» PASSAGE
══════════════════════════════

Wednesday, August 8, 2012

What is Robots.txt

A robots.txt is a file that tells search engine robots to crawl or ignore some specified files, directories of the website.  By this we can restrict robots to visit any specified files or folders.

Search engines periodically visit your website and index your pages accordingly content & page quality. But you may have problem if you don't want to cache some pages by search engines. Some of pages are useful inside but not for publicly. For example you have an admin pannel in your website for manage website and the path is "sitename.com/admin/administrator" that is used for user login & online work. You probably don't want to show it out in search engine results or want to restrict for robots, then you should create a txt file named "robots.txt" to stop crawling by google search engine. Also, there are some cases of sensitive files or folders on your website that you want to make private, you will also prefer that search engines do not crawl these files or folders.

══════════════════════════════

» INFORMATION PROVIDED
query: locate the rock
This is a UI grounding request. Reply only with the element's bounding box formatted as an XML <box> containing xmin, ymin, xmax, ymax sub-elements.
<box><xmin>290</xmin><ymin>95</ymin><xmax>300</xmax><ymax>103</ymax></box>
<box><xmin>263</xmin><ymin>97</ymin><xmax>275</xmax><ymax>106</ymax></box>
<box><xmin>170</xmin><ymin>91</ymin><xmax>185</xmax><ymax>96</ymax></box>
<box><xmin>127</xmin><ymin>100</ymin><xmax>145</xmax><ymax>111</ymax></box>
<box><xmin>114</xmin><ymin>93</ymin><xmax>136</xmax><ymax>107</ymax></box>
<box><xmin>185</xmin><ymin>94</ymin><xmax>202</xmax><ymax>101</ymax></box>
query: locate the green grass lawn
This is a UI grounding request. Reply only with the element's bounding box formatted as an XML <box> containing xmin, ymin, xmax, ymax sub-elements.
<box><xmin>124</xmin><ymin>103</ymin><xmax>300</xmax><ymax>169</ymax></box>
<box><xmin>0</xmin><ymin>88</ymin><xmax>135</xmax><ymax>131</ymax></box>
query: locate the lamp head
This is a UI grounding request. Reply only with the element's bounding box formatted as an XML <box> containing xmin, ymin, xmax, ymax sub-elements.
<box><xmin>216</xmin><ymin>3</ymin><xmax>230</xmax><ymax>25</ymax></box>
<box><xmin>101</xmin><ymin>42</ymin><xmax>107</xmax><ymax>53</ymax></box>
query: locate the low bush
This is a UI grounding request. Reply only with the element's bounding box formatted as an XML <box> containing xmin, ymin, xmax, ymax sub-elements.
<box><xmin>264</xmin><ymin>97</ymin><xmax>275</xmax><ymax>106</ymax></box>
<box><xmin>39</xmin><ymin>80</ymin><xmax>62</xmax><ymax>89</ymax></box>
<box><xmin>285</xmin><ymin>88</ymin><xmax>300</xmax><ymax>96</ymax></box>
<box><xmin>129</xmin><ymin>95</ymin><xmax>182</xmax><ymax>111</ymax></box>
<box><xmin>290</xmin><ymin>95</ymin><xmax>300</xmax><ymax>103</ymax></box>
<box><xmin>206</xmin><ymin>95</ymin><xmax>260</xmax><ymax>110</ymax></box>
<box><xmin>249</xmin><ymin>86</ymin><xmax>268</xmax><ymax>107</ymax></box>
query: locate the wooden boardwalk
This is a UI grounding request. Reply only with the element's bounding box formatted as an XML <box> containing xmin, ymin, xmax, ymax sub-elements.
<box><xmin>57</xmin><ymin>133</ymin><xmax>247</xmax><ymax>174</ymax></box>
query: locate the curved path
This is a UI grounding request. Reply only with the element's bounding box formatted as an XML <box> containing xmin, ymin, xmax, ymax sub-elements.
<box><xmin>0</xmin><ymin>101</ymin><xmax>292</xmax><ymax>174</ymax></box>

══════════════════════════════

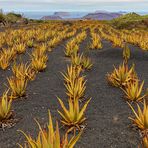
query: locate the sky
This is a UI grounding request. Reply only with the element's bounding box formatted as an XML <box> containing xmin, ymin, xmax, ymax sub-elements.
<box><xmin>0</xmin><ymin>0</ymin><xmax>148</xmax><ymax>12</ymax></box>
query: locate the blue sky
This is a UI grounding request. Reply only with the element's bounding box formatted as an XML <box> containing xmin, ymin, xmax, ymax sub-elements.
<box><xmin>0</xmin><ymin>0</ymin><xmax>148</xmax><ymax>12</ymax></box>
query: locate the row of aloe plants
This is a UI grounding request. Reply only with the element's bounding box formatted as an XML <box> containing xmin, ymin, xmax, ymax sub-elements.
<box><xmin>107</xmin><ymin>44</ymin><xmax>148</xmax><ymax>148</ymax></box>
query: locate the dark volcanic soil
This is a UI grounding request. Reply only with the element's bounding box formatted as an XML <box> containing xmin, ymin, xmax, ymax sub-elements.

══════════════════════════════

» GOAL OF THE EXERCISE
Reproduce word for word the part of the passage on robots.txt from "Search engines periodically" to "these files or folders.". The records are separate material and have no connection to the passage on robots.txt.

» OUTPUT OF THE TASK
Search engines periodically visit your website and index your pages accordingly content & page quality. But you may have problem if you don't want to cache some pages by search engines. Some of pages are useful inside but not for publicly. For example you have an admin pannel in your website for manage website and the path is "sitename.com/admin/administrator" that is used for user login & online work. You probably don't want to show it out in search engine results or want to restrict for robots, then you should create a txt file named "robots.txt" to stop crawling by google search engine. Also, there are some cases of sensitive files or folders on your website that you want to make private, you will also prefer that search engines do not crawl these files or folders.